• Description of the task:
Output every entry exactly as written, but omit the pictures.

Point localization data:
━━━━━━━━━━━━━━━━━━━━
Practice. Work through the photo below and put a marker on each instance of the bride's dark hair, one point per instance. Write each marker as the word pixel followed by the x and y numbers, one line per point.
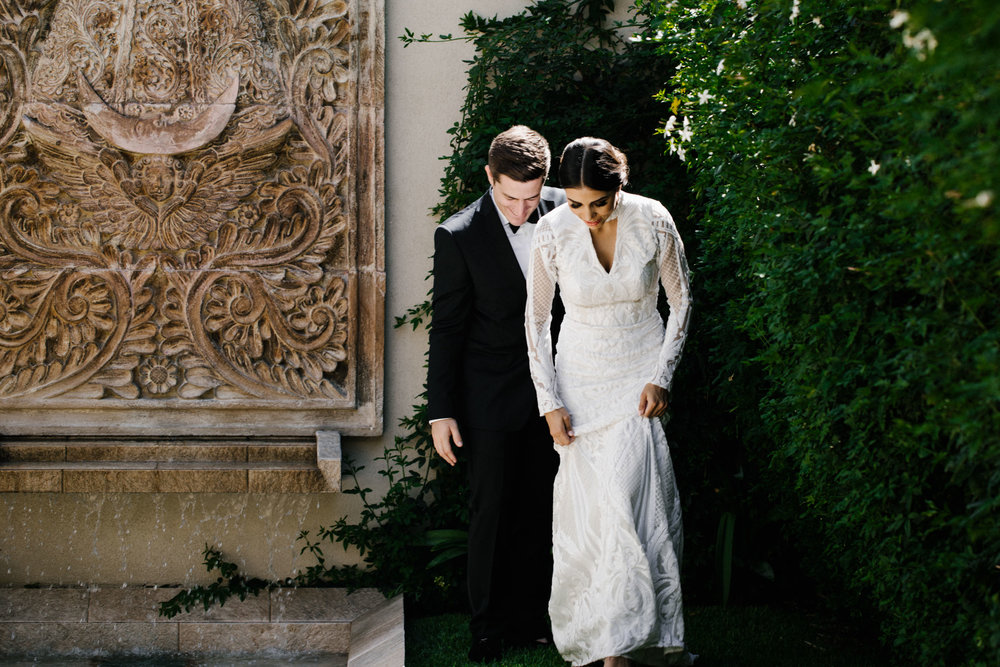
pixel 592 163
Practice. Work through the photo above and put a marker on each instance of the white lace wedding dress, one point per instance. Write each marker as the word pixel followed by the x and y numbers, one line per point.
pixel 617 536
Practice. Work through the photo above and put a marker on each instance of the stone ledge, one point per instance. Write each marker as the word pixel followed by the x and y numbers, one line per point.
pixel 90 465
pixel 360 629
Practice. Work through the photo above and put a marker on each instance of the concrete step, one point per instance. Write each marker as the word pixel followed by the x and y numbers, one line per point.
pixel 107 465
pixel 360 629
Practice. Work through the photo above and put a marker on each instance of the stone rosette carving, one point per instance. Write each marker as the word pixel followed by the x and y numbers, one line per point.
pixel 189 196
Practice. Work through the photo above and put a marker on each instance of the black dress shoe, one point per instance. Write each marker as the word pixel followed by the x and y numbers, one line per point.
━━━━━━━━━━━━━━━━━━━━
• Exercise solution:
Practice. Work through the photo below and put a marker on each instance of the bride's dark hair, one point per instance. Write each marker as the word pixel followed by the x and y numbers, one line per point.
pixel 592 163
Practice. Work through the photo above and put a marker on each instance of the white lace wedding dress, one point per instance. Write each marker as the word pixel followed by the x and y numbers, one line per point.
pixel 617 536
Practice. Work through the photo above and put a marker on each instance of the stone ledge, one point per instance. Write each marker as the word pixel followed by the x and y numbers, one line per point.
pixel 90 465
pixel 360 629
Practice. Work through the photo above and put a marker on each instance of the concrete step, one point per instance. Write each marker as the word pixel followed by the x and y numbers, one line per point.
pixel 107 465
pixel 360 629
Practice. Work through the photo above and put a marker on each instance of the stone rosette carving, one point per instance. Write each marker as the word pixel followed by the x and y numbers, one line per point.
pixel 189 196
Practice. Work through the photo above and put a marker on each instance of the black dress shoe, one point per instance. Write each marker as the word pixel followed by the x and y numbers, one line per point.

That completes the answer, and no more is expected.